Polecenie:
Proszę przepisać bez żadnych zmian cały wybrany fragment o wyborze piły Stihl lub Husqvarna.

Wybrany fragment:

● ● ● ● ●

# 

## compi

I znowu dylemat. Do prac przy mojej więźbie i potem do przydomowych Stihl czy Husqvarna? W Stihlu sprzedawca o dziwo polecał mi model 180 zamiast nowego 181. Kwoty to w granicach 900zł przy silniku 2.0KM. Argumentował to znanym modelem i niezawodnością. Pokazywał różnice w mocowaniach ważnych elementów. Starszy model jest też o dziwo lżejszy o 0,2kg. I teraz mam spory zgryz. W Husqvarnie jest również promocja. I tak za 1179 mamy model 435 z 2.2KM silnikiem plus łańcuch i czapeczka  :smile:  . Serwis mam bliżej Stihla, części zamienne podobno w takich samych cenach. Chyba jakieś forum pilarzy odwiedzę. Podobno piła dostaje najbardziej w kość podczas cięcia opału.

● ● ● ● ●

[Rekordy ze zbioru danych]
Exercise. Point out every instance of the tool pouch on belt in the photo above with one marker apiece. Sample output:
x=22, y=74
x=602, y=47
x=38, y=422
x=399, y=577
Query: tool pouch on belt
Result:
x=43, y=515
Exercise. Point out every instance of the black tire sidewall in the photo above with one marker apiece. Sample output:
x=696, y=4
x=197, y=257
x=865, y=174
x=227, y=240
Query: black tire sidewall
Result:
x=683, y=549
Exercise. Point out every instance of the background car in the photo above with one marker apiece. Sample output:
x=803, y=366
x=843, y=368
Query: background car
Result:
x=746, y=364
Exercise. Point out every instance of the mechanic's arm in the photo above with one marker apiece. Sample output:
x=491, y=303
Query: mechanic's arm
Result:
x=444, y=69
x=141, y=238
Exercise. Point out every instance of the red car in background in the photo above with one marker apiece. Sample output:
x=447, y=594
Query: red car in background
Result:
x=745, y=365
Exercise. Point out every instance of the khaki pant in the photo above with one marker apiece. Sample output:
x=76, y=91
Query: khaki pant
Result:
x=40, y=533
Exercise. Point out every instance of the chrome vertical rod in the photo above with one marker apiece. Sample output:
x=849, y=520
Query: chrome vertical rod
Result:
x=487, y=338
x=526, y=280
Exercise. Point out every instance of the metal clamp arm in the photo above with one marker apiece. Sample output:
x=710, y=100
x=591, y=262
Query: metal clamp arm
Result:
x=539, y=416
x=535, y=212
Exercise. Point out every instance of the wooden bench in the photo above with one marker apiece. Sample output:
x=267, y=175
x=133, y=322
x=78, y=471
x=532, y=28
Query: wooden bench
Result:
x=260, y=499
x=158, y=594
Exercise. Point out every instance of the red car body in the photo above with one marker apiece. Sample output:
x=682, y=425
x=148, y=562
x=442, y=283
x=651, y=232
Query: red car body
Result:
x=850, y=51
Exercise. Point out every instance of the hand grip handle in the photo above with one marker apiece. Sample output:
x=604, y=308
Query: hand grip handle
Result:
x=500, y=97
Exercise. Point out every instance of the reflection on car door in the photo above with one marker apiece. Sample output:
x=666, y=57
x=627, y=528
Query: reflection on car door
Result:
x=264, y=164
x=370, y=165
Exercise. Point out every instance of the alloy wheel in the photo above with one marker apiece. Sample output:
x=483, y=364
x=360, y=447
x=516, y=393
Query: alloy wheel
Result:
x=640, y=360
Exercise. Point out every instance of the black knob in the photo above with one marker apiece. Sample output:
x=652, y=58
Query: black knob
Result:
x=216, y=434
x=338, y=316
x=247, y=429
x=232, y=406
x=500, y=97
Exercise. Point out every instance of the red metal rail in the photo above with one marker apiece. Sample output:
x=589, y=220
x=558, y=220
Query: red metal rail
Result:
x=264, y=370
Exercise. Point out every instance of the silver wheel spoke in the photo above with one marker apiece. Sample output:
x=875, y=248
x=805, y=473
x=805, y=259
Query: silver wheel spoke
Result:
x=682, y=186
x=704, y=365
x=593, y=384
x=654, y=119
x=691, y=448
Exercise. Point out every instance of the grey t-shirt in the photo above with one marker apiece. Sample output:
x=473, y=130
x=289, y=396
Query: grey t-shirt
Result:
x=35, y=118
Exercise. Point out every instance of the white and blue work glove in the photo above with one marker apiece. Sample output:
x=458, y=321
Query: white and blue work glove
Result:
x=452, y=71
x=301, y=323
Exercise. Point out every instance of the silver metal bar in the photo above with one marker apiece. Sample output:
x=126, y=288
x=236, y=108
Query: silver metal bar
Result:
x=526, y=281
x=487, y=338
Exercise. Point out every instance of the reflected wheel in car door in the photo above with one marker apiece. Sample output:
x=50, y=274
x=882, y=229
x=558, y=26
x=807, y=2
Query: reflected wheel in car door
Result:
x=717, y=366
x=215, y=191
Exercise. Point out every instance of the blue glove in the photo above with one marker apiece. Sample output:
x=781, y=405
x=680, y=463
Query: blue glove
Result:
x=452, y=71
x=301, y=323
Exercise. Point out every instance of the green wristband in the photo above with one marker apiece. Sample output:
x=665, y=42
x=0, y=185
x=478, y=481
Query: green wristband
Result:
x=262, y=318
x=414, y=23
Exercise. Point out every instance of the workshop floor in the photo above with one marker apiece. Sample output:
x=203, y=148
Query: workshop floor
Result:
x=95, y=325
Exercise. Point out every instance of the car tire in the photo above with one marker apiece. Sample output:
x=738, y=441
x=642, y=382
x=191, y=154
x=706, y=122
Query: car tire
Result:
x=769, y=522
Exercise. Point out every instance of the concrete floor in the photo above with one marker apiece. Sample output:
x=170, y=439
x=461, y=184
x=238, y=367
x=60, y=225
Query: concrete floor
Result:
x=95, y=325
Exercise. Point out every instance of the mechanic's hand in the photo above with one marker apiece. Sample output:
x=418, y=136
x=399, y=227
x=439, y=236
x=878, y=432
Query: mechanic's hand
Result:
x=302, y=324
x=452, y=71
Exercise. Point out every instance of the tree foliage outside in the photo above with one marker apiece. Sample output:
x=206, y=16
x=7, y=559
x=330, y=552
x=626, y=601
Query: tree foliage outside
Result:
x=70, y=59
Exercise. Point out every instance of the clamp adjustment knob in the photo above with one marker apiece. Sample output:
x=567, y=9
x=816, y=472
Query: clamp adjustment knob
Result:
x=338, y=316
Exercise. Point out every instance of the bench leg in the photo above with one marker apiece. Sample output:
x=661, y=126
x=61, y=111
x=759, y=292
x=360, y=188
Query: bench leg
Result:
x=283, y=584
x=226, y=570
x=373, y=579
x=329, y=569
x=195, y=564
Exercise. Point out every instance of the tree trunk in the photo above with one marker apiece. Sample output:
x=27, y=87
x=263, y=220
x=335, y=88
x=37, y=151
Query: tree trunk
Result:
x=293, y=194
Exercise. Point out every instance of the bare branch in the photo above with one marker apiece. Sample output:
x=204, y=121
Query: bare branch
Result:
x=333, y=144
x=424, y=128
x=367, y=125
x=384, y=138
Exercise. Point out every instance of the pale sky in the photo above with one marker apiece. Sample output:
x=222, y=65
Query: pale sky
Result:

● ● ● ● ●

Rozwiązanie zadania:
# 

## compi

I znowu dylemat. Do prac przy mojej więźbie i potem do przydomowych Stihl czy Husqvarna? W Stihlu sprzedawca o dziwo polecał mi model 180 zamiast nowego 181. Kwoty to w granicach 900zł przy silniku 2.0KM. Argumentował to znanym modelem i niezawodnością. Pokazywał różnice w mocowaniach ważnych elementów. Starszy model jest też o dziwo lżejszy o 0,2kg. I teraz mam spory zgryz. W Husqvarnie jest również promocja. I tak za 1179 mamy model 435 z 2.2KM silnikiem plus łańcuch i czapeczka  :smile:  . Serwis mam bliżej Stihla, części zamienne podobno w takich samych cenach. Chyba jakieś forum pilarzy odwiedzę. Podobno piła dostaje najbardziej w kość podczas cięcia opału.